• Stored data
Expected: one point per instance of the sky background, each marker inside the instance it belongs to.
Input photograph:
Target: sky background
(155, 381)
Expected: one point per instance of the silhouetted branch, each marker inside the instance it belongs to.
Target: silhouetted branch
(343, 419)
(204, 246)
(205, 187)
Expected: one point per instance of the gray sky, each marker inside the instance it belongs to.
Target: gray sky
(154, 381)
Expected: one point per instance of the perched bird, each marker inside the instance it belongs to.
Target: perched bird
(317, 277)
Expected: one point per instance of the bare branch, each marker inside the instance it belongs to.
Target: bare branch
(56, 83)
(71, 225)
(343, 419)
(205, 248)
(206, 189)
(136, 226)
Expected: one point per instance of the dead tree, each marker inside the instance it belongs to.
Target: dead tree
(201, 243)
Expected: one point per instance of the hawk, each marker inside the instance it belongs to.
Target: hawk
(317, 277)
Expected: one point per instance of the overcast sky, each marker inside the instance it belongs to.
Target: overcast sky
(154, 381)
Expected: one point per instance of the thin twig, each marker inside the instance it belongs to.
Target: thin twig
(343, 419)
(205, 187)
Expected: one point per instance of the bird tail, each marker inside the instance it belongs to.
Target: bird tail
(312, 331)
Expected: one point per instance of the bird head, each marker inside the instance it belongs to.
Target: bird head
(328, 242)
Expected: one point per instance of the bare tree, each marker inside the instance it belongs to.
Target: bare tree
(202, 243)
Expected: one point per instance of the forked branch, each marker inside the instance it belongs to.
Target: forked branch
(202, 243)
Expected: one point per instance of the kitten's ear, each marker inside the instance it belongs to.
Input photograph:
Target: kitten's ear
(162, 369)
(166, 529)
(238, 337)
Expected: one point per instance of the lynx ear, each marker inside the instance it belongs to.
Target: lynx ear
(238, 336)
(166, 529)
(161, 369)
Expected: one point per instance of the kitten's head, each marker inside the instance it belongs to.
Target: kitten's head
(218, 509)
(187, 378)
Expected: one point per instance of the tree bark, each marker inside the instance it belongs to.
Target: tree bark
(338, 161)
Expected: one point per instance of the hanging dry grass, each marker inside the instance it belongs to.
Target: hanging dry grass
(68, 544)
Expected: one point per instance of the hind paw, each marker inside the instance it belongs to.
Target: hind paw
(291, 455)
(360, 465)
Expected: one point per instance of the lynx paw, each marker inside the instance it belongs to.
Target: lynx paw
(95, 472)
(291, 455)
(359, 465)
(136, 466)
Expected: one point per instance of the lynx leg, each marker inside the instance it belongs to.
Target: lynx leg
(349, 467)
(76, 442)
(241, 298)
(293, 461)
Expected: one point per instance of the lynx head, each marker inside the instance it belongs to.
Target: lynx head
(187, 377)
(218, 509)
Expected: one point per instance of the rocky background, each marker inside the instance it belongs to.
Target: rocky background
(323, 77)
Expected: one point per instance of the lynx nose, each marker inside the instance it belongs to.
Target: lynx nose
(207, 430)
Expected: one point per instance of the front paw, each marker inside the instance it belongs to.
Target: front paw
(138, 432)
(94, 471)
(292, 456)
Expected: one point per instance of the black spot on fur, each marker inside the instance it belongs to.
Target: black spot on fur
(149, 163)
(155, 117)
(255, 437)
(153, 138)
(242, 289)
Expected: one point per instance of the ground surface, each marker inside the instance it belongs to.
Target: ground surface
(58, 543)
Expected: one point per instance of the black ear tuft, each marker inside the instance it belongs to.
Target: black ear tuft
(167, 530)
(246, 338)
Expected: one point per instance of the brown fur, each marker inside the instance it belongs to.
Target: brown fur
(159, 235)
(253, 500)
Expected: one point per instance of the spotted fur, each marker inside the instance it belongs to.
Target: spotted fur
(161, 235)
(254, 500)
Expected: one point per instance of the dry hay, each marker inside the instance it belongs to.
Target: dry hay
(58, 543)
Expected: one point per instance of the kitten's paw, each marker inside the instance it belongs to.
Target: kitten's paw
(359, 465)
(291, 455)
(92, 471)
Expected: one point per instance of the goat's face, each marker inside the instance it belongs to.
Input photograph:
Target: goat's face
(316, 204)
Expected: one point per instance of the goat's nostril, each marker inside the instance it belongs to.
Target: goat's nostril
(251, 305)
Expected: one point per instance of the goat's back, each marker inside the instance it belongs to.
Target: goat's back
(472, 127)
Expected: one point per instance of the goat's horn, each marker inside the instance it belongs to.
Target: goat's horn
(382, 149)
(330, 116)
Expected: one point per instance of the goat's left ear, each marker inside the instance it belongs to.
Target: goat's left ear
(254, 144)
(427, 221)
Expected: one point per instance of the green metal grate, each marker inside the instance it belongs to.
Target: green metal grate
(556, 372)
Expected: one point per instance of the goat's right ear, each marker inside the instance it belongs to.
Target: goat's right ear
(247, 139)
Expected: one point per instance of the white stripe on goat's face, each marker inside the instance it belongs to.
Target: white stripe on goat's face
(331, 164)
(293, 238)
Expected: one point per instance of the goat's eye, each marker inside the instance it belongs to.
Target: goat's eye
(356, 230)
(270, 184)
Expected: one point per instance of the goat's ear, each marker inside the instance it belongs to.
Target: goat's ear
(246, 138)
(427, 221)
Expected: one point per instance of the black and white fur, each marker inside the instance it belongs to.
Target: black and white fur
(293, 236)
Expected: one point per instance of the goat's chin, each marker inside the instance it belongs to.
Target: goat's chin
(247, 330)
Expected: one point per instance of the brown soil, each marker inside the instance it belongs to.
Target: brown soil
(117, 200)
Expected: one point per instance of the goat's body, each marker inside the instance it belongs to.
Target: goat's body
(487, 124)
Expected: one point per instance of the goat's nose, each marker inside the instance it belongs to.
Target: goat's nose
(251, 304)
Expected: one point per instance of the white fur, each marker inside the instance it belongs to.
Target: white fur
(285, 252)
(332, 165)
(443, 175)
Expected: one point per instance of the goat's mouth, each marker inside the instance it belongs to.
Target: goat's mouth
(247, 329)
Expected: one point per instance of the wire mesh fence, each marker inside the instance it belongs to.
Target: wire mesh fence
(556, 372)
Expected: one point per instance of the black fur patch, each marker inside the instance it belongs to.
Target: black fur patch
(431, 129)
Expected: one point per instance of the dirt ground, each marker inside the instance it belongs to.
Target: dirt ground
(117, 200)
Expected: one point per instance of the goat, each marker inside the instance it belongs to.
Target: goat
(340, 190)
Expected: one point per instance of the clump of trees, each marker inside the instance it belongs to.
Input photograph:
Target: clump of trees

• What this task involves
Every line above should be retyped exactly as given.

• Answer to the exercise
Expected: one point per instance of the sky background, each marker inside the instance it belongs to.
Input photograph:
Target: sky background
(155, 381)
Expected: one point per instance of the silhouetted branch, each marker inside the instance it belongs to.
Target: silhouetted branch
(343, 419)
(204, 246)
(205, 187)
Expected: one point per instance of the gray sky, each marker inside the instance it belongs to.
Target: gray sky
(154, 381)
Expected: one point per instance of the perched bird, each marker inside the instance it belongs to.
Target: perched bird
(317, 277)
Expected: one point per instance of the bare branch, each marker inside the instance it belongs to.
Target: bare branch
(56, 83)
(71, 225)
(343, 419)
(205, 248)
(206, 189)
(136, 226)
Expected: one point per instance of the dead tree, each marker inside the instance it belongs to.
Target: dead tree
(201, 243)
Expected: one point per instance of the hawk, each marker inside the instance it belongs to.
Target: hawk
(317, 277)
Expected: one point per instance of the overcast sky, each marker inside the instance it belongs to.
Target: overcast sky
(154, 381)
Expected: one point per instance of the thin twig, each marker inside the instance it belongs to.
Target: thin twig
(343, 419)
(205, 187)
Expected: one point per instance of the bird tail, each marker inside the instance it belongs to.
Target: bird tail
(312, 331)
Expected: one point per instance of the bird head, each marker inside the instance it belongs to.
Target: bird head
(328, 242)
Expected: one point per instance of the bare tree, each marker inside the instance it belongs to.
Target: bare tree
(202, 243)
Expected: one point per instance of the forked branch, each marker inside the instance it belongs to.
Target: forked branch
(202, 243)
Expected: one point per instance of the kitten's ear, each marker inside the instance it belongs to.
Input photograph:
Target: kitten's ear
(162, 369)
(166, 529)
(238, 337)
Expected: one point per instance of the lynx ear, each marker inside the instance it belongs to.
Target: lynx ear
(238, 336)
(166, 529)
(161, 369)
Expected: one point per instance of the kitten's head, each marker inside the instance it belongs to.
Target: kitten's head
(218, 509)
(187, 378)
Expected: one point per instance of the tree bark, each marker inside the instance it belongs to.
Target: tree bark
(338, 161)
Expected: one point per instance of the hanging dry grass, each marker inside the instance it belongs to.
Target: hanging dry grass
(68, 544)
Expected: one point per instance of the hind paw, each marker inside the instance it belongs to.
Target: hind paw
(291, 455)
(360, 465)
Expected: one point per instance of the lynx paw, each marker inside the instance it belongs to.
Target: lynx paw
(95, 472)
(291, 455)
(359, 465)
(136, 466)
Expected: one point per instance of the lynx leg, each marker inside the instance it belongs to.
Target: lynx leg
(349, 467)
(76, 442)
(241, 298)
(293, 461)
Expected: one point per instance of the lynx head, each marker inside the instance it belongs to.
Target: lynx head
(187, 377)
(218, 509)
Expected: one point per instance of the rocky background, each marker inside the instance it belongs to.
Target: rocky background
(323, 77)
Expected: one point per instance of the lynx nose, each marker inside the instance it belongs to.
Target: lynx nose
(207, 430)
Expected: one point per instance of the front paw, each marker inside the instance it belongs to.
Target: front paw
(138, 432)
(94, 471)
(292, 456)
Expected: one point per instance of the black spot on fur, each marker inside the instance it belongs to.
Target: black spot on fur
(149, 163)
(155, 117)
(255, 437)
(153, 138)
(242, 289)
Expected: one point per instance of the ground surface, each marker inside the instance it belongs to.
Target: ground surface
(58, 543)
Expected: one point per instance of the black ear tuft, each marker inside the instance it belongs to.
Target: black ear tuft
(167, 530)
(246, 338)
Expected: one point per instance of the brown fur, each marker inside the instance it belongs to.
Target: brown fur
(159, 235)
(253, 500)
Expected: one point per instance of the spotted fur, each marker inside the instance it belongs to.
Target: spotted fur
(161, 235)
(254, 500)
Expected: one point per instance of the dry hay, each marker inside the instance it belongs to.
Target: dry hay
(58, 543)
Expected: one point per instance of the kitten's paw, each marker inside the instance it belongs to.
Target: kitten's paw
(359, 465)
(291, 455)
(92, 471)
Expected: one point per instance of the goat's face, each marker inside the instance it belongs to.
Input photograph:
Target: goat's face
(316, 204)
Expected: one point per instance of the goat's nostril, each marker inside the instance it belongs to.
Target: goat's nostril
(251, 305)
Expected: one point per instance of the goat's back, each marker inside the instance it belongs to.
Target: goat's back
(472, 127)
Expected: one point per instance of the goat's horn, each marker inside the instance it belongs to.
Target: goat's horn
(382, 149)
(330, 116)
Expected: one point per instance of the goat's left ear, each marker inside the instance it belongs to.
Target: goat's left ear
(254, 144)
(427, 221)
Expected: one point per instance of the green metal grate, each marker inside the instance it belongs to.
Target: green metal grate
(556, 372)
Expected: one point per instance of the goat's right ear, each marker inside the instance it belongs to.
Target: goat's right ear
(247, 139)
Expected: one point per instance of the white stripe on goat's face, each marker inside the instance it belongs to.
Target: white stripe on goat's face
(331, 164)
(293, 238)
Expected: one point per instance of the goat's eye, each marker inside the instance it belongs to.
Target: goat's eye
(356, 230)
(270, 184)
Expected: one point per instance of the goat's ear, each marker inside the instance it belongs to.
Target: goat's ear
(246, 138)
(427, 221)
Expected: one point per instance of the black and white fur, each marker inside the instance it belongs to.
Target: black and white fur
(293, 236)
Expected: one point per instance of the goat's chin, each marker inside the instance it belongs to.
Target: goat's chin
(247, 330)
Expected: one point per instance of the brown soil, each marker inside the instance it belongs to.
Target: brown soil
(117, 200)
Expected: one point per instance of the goat's body, each marker inside the instance it belongs to.
Target: goat's body
(487, 124)
Expected: one point per instance of the goat's nose, each marker inside the instance it belongs to.
Target: goat's nose
(251, 304)
Expected: one point per instance of the white fur, each marker inside the instance it belongs to.
Target: white fur
(285, 252)
(332, 165)
(443, 175)
Expected: one point per instance of the goat's mouth, each marker inside the instance it belongs to.
Target: goat's mouth
(247, 329)
Expected: one point per instance of the wire mesh fence, each marker inside the instance it belongs to.
Target: wire mesh fence
(556, 372)
Expected: one point per instance of the black fur patch, each marker inside the instance it belongs to.
Target: black fur patch
(431, 129)
Expected: one point per instance of the dirt ground, each marker inside the instance it belongs to.
Target: dirt ground
(117, 200)
Expected: one point per instance of the goat, each marker inside the instance it belongs to.
Target: goat
(340, 190)
Expected: one point per instance of the clump of trees, each marker inside the instance it belongs to.
Input photograph:
Target: clump of trees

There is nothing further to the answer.